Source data
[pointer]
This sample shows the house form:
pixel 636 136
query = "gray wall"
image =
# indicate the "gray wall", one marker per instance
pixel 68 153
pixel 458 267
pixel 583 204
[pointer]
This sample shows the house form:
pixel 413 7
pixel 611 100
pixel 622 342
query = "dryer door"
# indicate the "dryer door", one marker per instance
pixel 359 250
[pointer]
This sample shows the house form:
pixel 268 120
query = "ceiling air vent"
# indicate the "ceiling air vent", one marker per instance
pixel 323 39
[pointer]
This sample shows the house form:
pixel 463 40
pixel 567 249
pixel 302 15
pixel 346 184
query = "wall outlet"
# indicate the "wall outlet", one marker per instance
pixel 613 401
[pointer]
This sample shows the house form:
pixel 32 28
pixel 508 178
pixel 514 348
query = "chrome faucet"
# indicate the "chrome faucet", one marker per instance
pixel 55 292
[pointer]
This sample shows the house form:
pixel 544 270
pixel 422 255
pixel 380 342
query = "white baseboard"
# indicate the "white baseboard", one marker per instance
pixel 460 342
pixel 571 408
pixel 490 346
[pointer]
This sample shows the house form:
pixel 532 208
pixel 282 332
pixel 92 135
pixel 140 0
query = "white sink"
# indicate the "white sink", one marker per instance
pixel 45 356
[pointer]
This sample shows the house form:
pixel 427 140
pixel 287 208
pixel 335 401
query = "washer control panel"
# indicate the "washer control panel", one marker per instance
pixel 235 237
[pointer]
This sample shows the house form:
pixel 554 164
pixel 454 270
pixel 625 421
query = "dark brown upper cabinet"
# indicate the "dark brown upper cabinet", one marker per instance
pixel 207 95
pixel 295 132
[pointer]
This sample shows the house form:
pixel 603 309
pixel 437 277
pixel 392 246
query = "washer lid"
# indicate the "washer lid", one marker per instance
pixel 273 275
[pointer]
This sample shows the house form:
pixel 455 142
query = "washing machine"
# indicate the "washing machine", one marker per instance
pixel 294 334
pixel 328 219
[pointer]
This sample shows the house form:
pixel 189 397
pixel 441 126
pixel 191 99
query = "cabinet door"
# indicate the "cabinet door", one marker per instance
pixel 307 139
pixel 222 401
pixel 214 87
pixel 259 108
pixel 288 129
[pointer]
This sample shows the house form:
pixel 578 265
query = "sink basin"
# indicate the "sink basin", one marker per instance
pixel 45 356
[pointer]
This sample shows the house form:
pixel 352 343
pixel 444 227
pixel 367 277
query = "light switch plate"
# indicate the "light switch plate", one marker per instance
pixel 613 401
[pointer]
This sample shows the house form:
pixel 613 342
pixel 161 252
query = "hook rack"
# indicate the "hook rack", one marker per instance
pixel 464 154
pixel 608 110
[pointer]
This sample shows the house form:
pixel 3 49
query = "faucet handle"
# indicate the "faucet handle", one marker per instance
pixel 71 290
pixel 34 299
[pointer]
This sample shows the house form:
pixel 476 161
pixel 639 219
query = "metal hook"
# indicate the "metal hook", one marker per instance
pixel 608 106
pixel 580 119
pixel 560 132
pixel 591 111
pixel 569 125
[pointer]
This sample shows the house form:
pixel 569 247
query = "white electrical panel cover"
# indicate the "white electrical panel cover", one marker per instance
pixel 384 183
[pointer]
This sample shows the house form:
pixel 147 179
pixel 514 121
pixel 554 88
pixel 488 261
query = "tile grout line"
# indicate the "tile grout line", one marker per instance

**The exercise**. Can you repeat every one of the rows above with no changes?

**Written answer**.
[pointer]
This sample shows the house form:
pixel 636 136
query = "gray wall"
image =
# indicate the "gray wall", one marker per instance
pixel 68 153
pixel 458 267
pixel 583 204
[pointer]
This sample shows the house form:
pixel 413 7
pixel 611 100
pixel 622 342
query = "dryer door"
# indicate the "dryer door", one marker per instance
pixel 359 250
[pointer]
This sample shows the house form:
pixel 268 120
query = "ceiling air vent"
# indicate the "ceiling air vent", one marker per instance
pixel 323 39
[pointer]
This sample shows the house form:
pixel 463 40
pixel 567 249
pixel 302 15
pixel 346 184
query = "wall outlet"
# indicate the "wall outlet", one marker per instance
pixel 613 401
[pointer]
This sample shows the house form:
pixel 32 28
pixel 508 178
pixel 514 348
query = "chrome faucet"
# indicate the "chrome faucet", one marker per instance
pixel 55 292
[pointer]
This sample shows the house form:
pixel 544 270
pixel 422 255
pixel 380 342
query = "white baseboard"
# indicate the "white baseboard", one marker per instance
pixel 460 342
pixel 571 408
pixel 490 346
[pointer]
This sample shows the house form:
pixel 532 208
pixel 282 332
pixel 92 135
pixel 140 0
query = "white sink"
# indicate the "white sink", one marker per instance
pixel 45 356
[pointer]
This sample shows the house form:
pixel 427 140
pixel 287 208
pixel 335 401
query = "washer control panel"
# indicate the "washer control panel", one marker per instance
pixel 235 237
[pointer]
This sample shows the house form:
pixel 554 164
pixel 454 270
pixel 625 421
query = "dark brown upper cabinet"
# indicate the "dark brown upper cabinet", one marker per instance
pixel 207 95
pixel 295 132
[pointer]
This sample shows the house form:
pixel 603 309
pixel 437 277
pixel 392 246
query = "washer lid"
# indicate the "washer lid", one marker per instance
pixel 273 275
[pointer]
This sample shows the house form:
pixel 455 142
query = "washing machine"
# indicate the "washing machine", one marker per instance
pixel 294 334
pixel 328 219
[pointer]
This sample shows the house form:
pixel 189 397
pixel 441 126
pixel 191 99
query = "cabinet door"
# indicate the "cabinet door", one marker per instance
pixel 307 139
pixel 222 401
pixel 214 87
pixel 259 108
pixel 288 129
[pointer]
This sample shows the house form:
pixel 578 265
query = "sink basin"
# indicate the "sink basin", one marker per instance
pixel 45 356
[pointer]
This sample shows the house form:
pixel 352 343
pixel 444 227
pixel 367 277
query = "light switch plate"
# indicate the "light switch plate", one marker per instance
pixel 613 401
[pointer]
This sample shows the house form:
pixel 613 342
pixel 161 252
query = "hook rack"
# indicate the "hook rack", one marker per instance
pixel 464 154
pixel 608 110
[pointer]
This sample shows the house form:
pixel 3 49
query = "faucet handle"
# indicate the "faucet handle", one marker per instance
pixel 71 290
pixel 34 299
[pointer]
This sample shows the house form:
pixel 476 161
pixel 639 219
query = "metal hook"
# indicate the "metal hook", one marker per instance
pixel 608 106
pixel 580 119
pixel 560 132
pixel 591 111
pixel 569 125
[pointer]
This sample shows the house form:
pixel 569 247
query = "white electrical panel cover"
# indicate the "white electrical panel cover", one marker per instance
pixel 384 183
[pointer]
This sample shows the house form:
pixel 147 179
pixel 514 121
pixel 554 88
pixel 488 261
query = "tile grout line"
# indicate the "tile grout line", one marker per instance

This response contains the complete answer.